Johann Wolfgang Goethe
Mi preparo
Chiudo gli occhi,
mi concentro sul momento presente,
libero la mente da preoccupazioni e pensieri,
esprimo interiormente il mio desiderio di stare alla presenza del Signore
Entro nel testo (Mc 6,45-52)
[Dopo che i cinquemila uomini furono saziati], Gesù subito costrinse i suoi discepoli a salire sulla barca e a precederlo sull’altra riva, a Betsàida, finché non avesse congedato la folla. Quando li ebbe congedati, andò sul monte a pregare. Venuta la sera, la barca era in mezzo al mare ed egli, da solo, a terra. Vedendoli però affaticati nel remare, perché avevano il vento contrario, sul finire della notte egli andò verso di loro camminando sul mare, e voleva oltrepassarli. Essi, vedendolo camminare sul mare, pensarono: «È un fantasma!», e si misero a gridare, perché tutti lo avevano visto e ne erano rimasti sconvolti. Ma egli subito parlò loro e disse: «Coraggio, sono io, non abbiate paura!». E salì sulla barca con loro e il vento cessò. E dentro di sé erano fortemente meravigliati, perché non avevano compreso il fatto dei pani: il loro cuore era indurito.

____________________

#### [CONSEGNA]
Come si traduce in inglese questa frase dell'estratto: «Ma egli subito parlò loro e disse: «Coraggio, sono io, non abbiate paura!».»? I record non servono per svolgere l'esercizio.

____________________

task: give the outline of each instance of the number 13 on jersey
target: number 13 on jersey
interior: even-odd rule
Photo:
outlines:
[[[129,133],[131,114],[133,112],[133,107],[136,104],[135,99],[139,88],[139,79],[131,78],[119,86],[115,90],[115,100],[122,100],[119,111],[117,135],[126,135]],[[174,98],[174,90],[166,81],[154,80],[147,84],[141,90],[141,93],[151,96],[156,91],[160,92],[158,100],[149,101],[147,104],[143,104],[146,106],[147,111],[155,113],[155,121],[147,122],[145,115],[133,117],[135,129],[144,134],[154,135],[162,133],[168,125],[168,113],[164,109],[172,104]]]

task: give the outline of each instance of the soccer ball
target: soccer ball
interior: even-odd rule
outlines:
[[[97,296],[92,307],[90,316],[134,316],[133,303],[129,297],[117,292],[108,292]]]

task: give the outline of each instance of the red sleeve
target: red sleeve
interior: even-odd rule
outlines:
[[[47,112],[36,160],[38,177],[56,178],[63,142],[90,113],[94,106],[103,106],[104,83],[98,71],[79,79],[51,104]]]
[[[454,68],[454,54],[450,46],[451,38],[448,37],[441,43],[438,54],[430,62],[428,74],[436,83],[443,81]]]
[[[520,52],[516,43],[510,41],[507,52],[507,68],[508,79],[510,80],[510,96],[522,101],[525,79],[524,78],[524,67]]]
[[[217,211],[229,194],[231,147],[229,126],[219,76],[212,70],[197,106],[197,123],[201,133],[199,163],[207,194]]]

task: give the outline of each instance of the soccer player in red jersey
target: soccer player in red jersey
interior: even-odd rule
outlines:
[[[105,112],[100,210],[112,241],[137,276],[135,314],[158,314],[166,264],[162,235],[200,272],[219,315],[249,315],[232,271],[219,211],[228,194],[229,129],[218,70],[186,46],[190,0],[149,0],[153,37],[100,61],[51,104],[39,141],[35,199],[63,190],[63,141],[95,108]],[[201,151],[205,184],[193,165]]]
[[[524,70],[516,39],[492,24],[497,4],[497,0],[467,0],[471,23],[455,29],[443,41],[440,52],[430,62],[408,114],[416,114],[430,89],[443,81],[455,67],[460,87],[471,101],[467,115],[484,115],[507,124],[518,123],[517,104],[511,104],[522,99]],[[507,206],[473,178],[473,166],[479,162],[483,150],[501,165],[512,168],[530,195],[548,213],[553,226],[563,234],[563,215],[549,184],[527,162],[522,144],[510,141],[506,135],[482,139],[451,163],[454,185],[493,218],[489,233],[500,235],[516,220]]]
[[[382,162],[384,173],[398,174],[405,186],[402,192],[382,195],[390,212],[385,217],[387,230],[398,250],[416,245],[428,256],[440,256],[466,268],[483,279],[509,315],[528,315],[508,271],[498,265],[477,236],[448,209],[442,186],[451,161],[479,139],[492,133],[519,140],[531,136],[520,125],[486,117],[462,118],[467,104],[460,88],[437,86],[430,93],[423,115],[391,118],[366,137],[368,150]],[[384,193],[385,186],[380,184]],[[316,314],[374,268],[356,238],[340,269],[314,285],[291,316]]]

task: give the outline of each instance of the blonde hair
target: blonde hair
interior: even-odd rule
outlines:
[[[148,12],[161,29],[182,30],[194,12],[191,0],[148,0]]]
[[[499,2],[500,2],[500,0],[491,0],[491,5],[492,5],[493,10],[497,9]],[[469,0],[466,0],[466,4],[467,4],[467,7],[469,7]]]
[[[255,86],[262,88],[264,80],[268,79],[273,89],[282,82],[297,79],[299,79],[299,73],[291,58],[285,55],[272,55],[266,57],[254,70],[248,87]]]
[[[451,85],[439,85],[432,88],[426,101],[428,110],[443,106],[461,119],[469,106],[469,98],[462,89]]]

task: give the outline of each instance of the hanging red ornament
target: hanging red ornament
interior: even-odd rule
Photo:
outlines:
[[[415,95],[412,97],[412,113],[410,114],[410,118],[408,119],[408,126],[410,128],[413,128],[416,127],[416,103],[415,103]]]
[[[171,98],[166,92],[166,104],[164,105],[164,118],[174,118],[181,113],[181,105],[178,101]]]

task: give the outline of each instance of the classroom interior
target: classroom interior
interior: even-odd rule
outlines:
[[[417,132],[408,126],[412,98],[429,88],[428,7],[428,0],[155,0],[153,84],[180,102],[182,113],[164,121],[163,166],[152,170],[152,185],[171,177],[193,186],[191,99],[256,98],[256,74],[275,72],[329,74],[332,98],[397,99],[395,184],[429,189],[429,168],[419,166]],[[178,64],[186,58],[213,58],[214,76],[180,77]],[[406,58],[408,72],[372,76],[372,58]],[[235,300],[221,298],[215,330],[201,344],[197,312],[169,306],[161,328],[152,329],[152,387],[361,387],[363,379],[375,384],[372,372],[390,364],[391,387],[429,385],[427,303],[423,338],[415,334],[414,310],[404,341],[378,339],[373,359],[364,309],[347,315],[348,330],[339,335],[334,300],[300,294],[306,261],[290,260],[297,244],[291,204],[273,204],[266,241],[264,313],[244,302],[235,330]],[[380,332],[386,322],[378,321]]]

____________________

#### [RISULTATO DELL'ESERCIZIO]
But he immediately spoke to them and said, "Take courage, it is I; do not be afraid!"